→ SHORT EXERCISE
Would you write out all of the records below line for line, without changing anything?

--- START AVAILABLE DATA ---

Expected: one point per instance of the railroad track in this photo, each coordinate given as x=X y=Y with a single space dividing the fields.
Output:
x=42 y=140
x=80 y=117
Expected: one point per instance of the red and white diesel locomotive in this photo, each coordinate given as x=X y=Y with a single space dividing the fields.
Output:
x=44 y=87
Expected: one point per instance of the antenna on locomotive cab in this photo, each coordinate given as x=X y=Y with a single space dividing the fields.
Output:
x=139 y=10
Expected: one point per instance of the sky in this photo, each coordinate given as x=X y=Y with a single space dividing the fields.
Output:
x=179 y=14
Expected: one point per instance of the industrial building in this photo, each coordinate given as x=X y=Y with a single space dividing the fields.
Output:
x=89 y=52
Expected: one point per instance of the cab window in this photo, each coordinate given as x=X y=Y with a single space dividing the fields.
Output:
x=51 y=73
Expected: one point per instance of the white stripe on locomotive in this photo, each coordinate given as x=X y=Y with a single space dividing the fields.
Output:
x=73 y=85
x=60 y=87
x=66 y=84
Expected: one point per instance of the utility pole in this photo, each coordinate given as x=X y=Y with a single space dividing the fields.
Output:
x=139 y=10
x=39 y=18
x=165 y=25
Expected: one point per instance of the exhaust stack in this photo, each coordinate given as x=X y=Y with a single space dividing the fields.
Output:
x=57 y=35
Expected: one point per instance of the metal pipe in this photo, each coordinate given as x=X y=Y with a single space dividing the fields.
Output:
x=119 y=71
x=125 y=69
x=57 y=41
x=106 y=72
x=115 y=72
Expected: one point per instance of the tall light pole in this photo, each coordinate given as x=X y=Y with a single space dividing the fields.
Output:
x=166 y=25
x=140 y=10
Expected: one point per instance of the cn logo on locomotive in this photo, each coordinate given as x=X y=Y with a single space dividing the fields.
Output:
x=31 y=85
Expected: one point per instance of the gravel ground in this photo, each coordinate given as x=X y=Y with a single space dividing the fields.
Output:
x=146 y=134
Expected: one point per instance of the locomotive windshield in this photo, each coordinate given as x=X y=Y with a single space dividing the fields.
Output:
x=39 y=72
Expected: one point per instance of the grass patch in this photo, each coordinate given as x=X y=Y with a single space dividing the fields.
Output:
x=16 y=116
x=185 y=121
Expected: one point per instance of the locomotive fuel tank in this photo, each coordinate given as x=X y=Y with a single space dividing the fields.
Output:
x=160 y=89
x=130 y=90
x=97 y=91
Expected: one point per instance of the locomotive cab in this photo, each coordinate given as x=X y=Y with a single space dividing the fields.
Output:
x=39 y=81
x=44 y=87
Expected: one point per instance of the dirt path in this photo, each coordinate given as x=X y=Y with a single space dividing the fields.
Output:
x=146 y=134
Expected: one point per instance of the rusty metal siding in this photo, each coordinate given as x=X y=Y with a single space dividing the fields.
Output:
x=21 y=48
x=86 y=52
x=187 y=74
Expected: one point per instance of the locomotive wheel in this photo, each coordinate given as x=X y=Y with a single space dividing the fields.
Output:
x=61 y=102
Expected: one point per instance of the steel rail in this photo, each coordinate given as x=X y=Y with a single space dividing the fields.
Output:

--- END AVAILABLE DATA ---

→ EXERCISE SOLUTION
Expected: one point per instance of the railroad track in this photo, each coordinate given as x=X y=Y with a single space dividing the fields.
Output:
x=42 y=140
x=80 y=117
Expected: one point per instance of the red and white diesel locomotive in this photo, each coordinate given as x=X y=Y with a single space dividing the fields.
Output:
x=44 y=87
Expected: one point per instance of the antenna on locomotive cab in this photo, each coordinate given as x=X y=Y with a single space dividing the fields.
Output:
x=139 y=10
Expected: one point per instance of the sky in this photo, each coordinate given as x=X y=Y with a single space dividing the fields.
Output:
x=179 y=14
Expected: one point per instance of the industrial building in this photo, each coordinate given as x=X y=Y with a single space dividing the fields.
Output:
x=89 y=52
Expected: one point per instance of the cab window in this photo, each coordinate given as x=X y=Y with a single space dividing the fields.
Output:
x=51 y=73
Expected: one point per instance of the white stripe on locomotive in this photo, each coordinate given as x=X y=Y with a single space dividing the fields.
Output:
x=73 y=85
x=60 y=87
x=66 y=84
Expected: one point per instance of the utility pole in this photo, each coordinate given as x=X y=Y with a single space dividing the fields.
Output:
x=139 y=10
x=39 y=18
x=165 y=25
Expected: one point per instance of the exhaust stack in this photo, each coordinate given as x=X y=Y with a single space dividing the fields.
Output:
x=57 y=35
Expected: one point per instance of the metal pipe in this photo, each coordinate given as x=X y=Y with a single space dividing the fields.
Output:
x=119 y=71
x=125 y=69
x=57 y=41
x=106 y=72
x=115 y=72
Expected: one point per instance of the tall light pole in this photo, each coordinate given as x=X y=Y with a single space dividing the fields.
Output:
x=166 y=25
x=140 y=10
Expected: one point per instance of the cn logo on locomotive in this photo, each coordinate given as x=X y=Y with a single space dividing the fields.
Output:
x=31 y=85
Expected: one point per instance of the gravel ground in this photo, each coordinate given as x=X y=Y with a single space dividing the fields.
Output:
x=146 y=134
Expected: one point per instance of the locomotive windshield in this photo, each coordinate given as x=X y=Y with a single space dividing the fields.
Output:
x=39 y=72
Expected: one point per instance of the grass patch in this photo, each coordinate given as x=X y=Y with a single space dividing the fields.
Output:
x=16 y=116
x=185 y=121
Expected: one point per instance of the locomotive fuel tank in this photo, each coordinate given as x=X y=Y with a single space dividing the fields.
Output:
x=160 y=89
x=130 y=90
x=97 y=91
Expected: one point per instance of the locomotive cab in this photo, each coordinate given as x=X y=Y with a single space dividing the fields.
Output:
x=39 y=81
x=44 y=87
Expected: one point per instance of the dirt path in this photo, each coordinate given as x=X y=Y with a single space dividing the fields.
Output:
x=146 y=134
Expected: one point per instance of the rusty metal siding in this photo, each coordinate given as x=X y=Y with a single space dividing the fields.
Output:
x=21 y=48
x=86 y=52
x=187 y=74
Expected: one point per instance of the locomotive wheel in this photo, each coordinate given as x=X y=Y with a single space dividing the fields.
Output:
x=61 y=102
Expected: one point per instance of the steel rail in this photo, each coordinate given as x=X y=Y with a single space dividing the fields.
Output:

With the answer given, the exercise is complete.